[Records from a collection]
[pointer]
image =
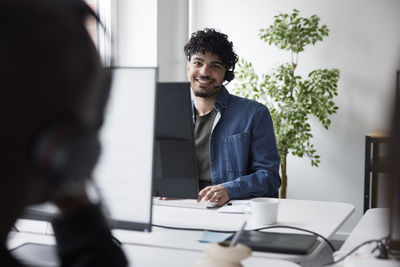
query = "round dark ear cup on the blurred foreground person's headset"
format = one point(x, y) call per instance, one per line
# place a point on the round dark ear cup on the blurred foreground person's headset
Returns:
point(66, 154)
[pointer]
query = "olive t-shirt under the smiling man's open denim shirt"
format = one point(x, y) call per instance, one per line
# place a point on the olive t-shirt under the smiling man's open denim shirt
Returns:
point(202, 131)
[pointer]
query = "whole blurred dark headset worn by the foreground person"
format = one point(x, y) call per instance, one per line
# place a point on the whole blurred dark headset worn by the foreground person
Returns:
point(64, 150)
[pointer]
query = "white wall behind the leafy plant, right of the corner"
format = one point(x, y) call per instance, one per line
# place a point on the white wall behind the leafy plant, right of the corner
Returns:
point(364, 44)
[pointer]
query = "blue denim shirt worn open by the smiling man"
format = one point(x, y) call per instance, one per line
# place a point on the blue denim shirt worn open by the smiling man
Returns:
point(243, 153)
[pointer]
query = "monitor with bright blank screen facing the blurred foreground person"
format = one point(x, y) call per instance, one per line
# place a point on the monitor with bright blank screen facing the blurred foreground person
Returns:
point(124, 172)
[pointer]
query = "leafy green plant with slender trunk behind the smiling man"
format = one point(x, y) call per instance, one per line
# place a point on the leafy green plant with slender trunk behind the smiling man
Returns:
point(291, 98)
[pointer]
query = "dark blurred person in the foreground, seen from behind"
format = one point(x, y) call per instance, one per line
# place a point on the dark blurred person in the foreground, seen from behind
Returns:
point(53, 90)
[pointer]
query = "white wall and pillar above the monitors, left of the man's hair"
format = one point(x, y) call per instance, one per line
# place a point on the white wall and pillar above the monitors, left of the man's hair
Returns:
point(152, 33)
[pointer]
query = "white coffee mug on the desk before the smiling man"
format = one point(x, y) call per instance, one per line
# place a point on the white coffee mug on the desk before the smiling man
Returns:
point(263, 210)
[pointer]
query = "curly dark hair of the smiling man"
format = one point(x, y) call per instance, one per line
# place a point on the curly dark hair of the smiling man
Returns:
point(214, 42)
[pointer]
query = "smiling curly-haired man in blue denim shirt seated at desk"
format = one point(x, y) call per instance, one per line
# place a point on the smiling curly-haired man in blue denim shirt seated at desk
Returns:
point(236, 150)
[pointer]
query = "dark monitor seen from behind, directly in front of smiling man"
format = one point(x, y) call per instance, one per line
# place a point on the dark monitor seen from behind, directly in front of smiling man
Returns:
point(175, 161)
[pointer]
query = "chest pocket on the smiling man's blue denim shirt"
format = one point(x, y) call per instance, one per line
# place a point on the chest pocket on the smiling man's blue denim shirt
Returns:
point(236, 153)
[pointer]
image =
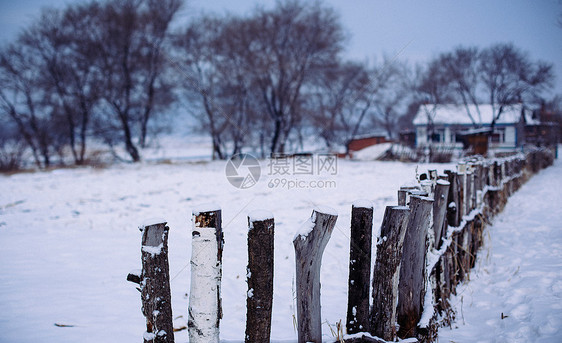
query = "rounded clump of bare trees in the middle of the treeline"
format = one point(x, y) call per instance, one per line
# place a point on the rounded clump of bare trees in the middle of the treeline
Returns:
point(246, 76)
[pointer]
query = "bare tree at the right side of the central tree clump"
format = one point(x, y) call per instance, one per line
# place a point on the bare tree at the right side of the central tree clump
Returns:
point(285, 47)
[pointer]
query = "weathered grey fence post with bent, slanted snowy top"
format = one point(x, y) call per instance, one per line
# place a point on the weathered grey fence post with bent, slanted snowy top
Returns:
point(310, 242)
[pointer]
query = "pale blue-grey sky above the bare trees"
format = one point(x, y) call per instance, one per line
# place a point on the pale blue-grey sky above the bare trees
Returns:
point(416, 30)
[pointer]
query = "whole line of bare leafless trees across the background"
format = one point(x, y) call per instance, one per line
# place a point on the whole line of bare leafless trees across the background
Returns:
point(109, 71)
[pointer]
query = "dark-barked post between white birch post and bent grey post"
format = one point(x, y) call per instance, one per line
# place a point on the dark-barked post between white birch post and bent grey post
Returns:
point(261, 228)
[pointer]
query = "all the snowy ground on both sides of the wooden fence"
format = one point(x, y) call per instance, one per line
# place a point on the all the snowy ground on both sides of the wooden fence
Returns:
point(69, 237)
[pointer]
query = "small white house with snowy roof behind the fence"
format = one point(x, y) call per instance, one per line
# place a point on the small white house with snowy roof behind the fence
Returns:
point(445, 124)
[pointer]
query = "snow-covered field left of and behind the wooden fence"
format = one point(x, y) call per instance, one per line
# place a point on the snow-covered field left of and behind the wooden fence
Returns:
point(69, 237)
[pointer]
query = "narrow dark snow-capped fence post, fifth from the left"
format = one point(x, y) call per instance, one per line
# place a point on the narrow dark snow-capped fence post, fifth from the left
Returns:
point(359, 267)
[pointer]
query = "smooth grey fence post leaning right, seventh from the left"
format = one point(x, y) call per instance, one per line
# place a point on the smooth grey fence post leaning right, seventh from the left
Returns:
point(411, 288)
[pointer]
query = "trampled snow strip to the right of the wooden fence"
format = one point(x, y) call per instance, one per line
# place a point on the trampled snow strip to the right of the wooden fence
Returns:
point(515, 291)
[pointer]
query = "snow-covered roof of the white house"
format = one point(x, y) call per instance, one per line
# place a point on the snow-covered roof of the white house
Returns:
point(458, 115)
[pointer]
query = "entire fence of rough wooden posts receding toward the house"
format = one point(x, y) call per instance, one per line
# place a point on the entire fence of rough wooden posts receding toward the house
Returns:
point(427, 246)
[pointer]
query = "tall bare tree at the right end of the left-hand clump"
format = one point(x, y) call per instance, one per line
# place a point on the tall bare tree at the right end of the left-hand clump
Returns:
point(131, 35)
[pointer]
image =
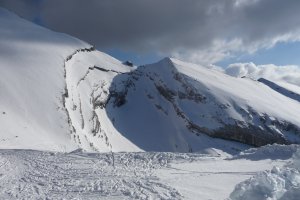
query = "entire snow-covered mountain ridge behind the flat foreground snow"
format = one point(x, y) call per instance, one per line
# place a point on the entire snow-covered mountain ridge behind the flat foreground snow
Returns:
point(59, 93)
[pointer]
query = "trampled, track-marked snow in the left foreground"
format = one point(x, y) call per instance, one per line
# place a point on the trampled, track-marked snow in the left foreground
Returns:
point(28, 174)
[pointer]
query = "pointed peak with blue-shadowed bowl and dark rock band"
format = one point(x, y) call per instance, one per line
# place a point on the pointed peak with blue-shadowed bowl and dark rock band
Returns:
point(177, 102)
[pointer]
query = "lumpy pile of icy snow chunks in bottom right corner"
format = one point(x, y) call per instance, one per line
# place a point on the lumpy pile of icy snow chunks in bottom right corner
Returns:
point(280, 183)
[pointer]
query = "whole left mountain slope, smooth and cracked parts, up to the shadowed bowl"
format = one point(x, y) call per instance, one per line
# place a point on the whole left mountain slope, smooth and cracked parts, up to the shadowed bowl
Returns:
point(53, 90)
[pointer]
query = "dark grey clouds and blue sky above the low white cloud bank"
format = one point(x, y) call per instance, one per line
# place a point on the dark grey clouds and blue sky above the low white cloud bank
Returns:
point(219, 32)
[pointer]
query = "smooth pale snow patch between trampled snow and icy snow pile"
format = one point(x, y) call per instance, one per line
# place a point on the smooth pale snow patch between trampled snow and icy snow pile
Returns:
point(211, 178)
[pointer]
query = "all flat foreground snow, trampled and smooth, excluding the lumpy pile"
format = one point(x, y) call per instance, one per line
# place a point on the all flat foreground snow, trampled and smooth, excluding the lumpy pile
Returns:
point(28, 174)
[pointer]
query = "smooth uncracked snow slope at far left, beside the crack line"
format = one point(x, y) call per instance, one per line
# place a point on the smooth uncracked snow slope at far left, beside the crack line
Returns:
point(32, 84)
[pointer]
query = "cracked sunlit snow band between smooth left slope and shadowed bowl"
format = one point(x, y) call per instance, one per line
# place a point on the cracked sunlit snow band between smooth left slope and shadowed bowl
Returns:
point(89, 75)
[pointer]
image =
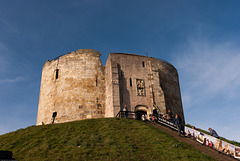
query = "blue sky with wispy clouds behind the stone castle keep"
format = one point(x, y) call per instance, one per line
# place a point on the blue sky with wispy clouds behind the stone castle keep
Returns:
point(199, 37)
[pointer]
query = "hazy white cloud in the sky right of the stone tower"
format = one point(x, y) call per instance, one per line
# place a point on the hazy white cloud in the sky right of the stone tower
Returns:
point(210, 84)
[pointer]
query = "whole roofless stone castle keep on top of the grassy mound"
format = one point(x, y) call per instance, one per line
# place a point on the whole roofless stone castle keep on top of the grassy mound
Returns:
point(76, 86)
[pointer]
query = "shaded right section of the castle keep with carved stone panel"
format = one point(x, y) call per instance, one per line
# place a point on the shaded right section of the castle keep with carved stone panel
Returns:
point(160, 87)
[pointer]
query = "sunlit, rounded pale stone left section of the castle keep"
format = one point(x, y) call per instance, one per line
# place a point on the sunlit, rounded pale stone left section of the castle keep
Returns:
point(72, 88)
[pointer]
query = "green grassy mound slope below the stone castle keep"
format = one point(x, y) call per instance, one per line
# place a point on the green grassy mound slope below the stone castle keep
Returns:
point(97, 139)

---

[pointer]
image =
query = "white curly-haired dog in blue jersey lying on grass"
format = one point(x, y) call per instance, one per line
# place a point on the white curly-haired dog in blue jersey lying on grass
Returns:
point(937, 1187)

* * *

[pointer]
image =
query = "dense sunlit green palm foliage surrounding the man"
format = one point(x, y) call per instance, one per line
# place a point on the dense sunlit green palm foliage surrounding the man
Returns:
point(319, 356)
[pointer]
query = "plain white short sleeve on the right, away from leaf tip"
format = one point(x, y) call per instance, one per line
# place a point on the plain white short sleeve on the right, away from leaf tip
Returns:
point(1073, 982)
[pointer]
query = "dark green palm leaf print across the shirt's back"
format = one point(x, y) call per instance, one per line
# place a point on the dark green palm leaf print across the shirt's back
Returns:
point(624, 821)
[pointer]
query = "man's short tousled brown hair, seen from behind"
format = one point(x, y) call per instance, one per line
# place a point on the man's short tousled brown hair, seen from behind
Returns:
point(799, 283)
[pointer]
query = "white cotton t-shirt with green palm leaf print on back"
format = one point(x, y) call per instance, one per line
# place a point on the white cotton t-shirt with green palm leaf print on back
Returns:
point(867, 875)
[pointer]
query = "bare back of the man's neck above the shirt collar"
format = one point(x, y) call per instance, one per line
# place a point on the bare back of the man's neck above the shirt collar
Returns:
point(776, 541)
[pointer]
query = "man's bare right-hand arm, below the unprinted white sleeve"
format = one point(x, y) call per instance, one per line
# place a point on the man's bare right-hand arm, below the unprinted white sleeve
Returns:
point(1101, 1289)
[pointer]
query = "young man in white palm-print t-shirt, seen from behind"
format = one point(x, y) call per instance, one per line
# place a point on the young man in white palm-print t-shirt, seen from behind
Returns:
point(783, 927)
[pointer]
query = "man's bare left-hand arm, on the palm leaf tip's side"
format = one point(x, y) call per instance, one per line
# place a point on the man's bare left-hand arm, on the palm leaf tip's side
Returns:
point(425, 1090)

→ EXERCISE
Check each line of the records for the string "clouds" and copy those that have it.

→ OUTPUT FOR THIS EXERCISE
query = "dark grey clouds and blue sky above the low white cloud bank"
# place a point on the dark grey clouds and blue sky above the low white cloud bank
query = "blue sky with wispy clouds behind the stone castle keep"
# place a point on the blue sky with wispy clouds behind the stone castle keep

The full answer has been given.